Stored records
================

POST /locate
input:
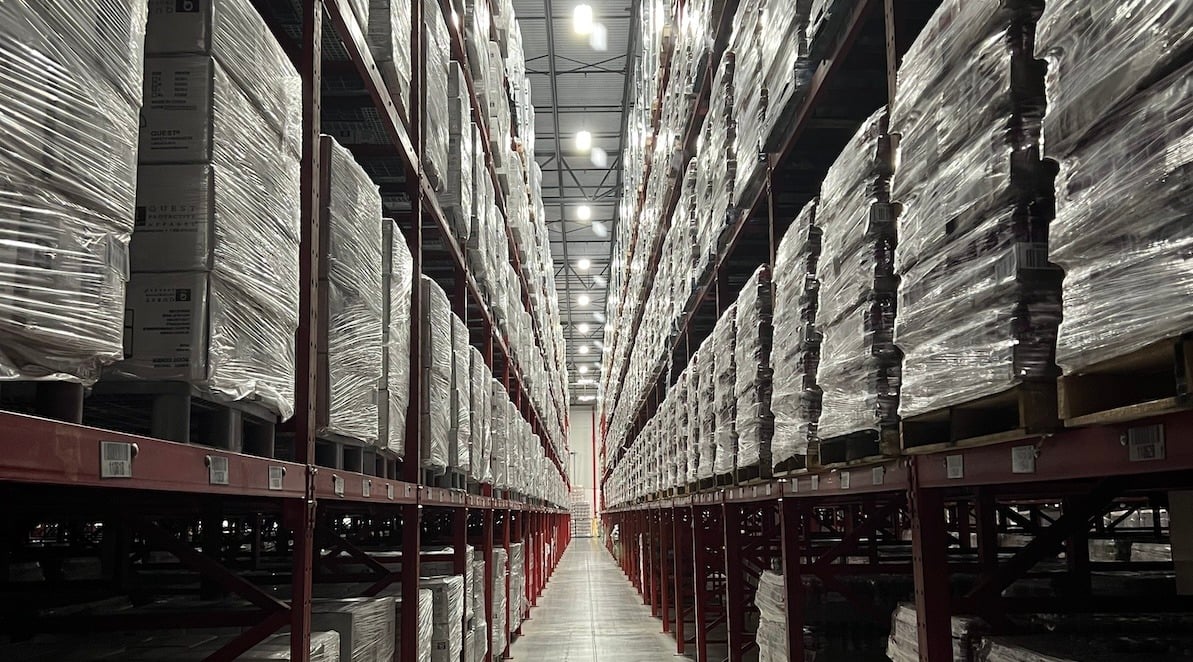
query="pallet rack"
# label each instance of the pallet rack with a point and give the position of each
(932, 514)
(243, 523)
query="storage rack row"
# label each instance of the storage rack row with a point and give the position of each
(241, 525)
(949, 530)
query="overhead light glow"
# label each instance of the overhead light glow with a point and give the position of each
(583, 141)
(582, 19)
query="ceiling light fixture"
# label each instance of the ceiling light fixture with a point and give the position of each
(582, 19)
(583, 141)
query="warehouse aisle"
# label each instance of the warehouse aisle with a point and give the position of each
(589, 612)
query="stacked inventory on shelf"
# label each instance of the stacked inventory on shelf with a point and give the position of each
(978, 303)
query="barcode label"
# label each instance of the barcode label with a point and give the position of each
(954, 466)
(276, 477)
(115, 459)
(1022, 459)
(217, 470)
(1145, 444)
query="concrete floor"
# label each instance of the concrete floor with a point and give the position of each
(589, 612)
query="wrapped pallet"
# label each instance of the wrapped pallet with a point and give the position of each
(1119, 124)
(754, 421)
(365, 626)
(437, 369)
(461, 398)
(395, 396)
(978, 303)
(447, 606)
(723, 344)
(796, 345)
(859, 369)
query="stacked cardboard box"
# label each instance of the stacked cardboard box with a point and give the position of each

================

REQUIRED WORK => Repeat the material exactly as it reads, without any of its pictures.

RESPONSE TO THIS EXERCISE =>
POST /locate
input:
query="pallet rack"
# label each instance of the pallet rack with a point and give the position of each
(932, 514)
(243, 523)
query="storage rack row"
# label each instance of the storage rack row with a point and give the position of each
(241, 525)
(949, 530)
query="overhead light glow"
# label each instance of the overhead light glow with a point and give the position of each
(583, 141)
(582, 19)
query="ceiling light fixture"
# label each instance of the ceiling light fixture with a point and give the position of each
(582, 19)
(583, 141)
query="warehouse aisle"
# label each instance of the warehouse aisle with a point and give the position of each
(589, 612)
query="stacked inventory on shelf"
# label each instance of the stacked inventory on shelf with a point and give the position of each
(978, 303)
query="barcode label"
# label each instance of the barcode label with a point and give the position of each
(954, 466)
(276, 477)
(115, 459)
(1022, 459)
(217, 470)
(1145, 444)
query="concrete floor"
# label each instance of the concrete floor with a point and give the position of each
(589, 612)
query="wrapped pallet"
# label each instance of the wrapped pallet with a point and give the position of each
(1119, 124)
(754, 421)
(365, 626)
(437, 369)
(461, 398)
(395, 396)
(978, 303)
(447, 606)
(723, 344)
(796, 345)
(859, 369)
query="stacked cardboard box"
# label each instance of the stacked cardboard box with a point and give the position of each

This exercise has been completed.